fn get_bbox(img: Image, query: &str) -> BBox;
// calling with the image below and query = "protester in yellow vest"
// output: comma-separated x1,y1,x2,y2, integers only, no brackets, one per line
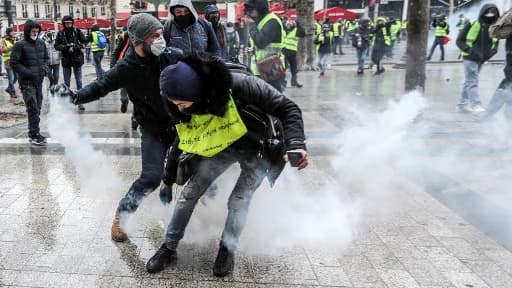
386,18,400,57
148,54,308,277
456,4,500,113
371,17,390,74
427,14,449,61
0,28,17,98
332,18,344,54
314,24,334,77
89,24,106,80
283,19,306,87
244,0,286,92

--------

* _Instructions for the task_: Your reply must consist solely of the count of lines in the listing above that hold the string "query".

* _Output for this task_: 2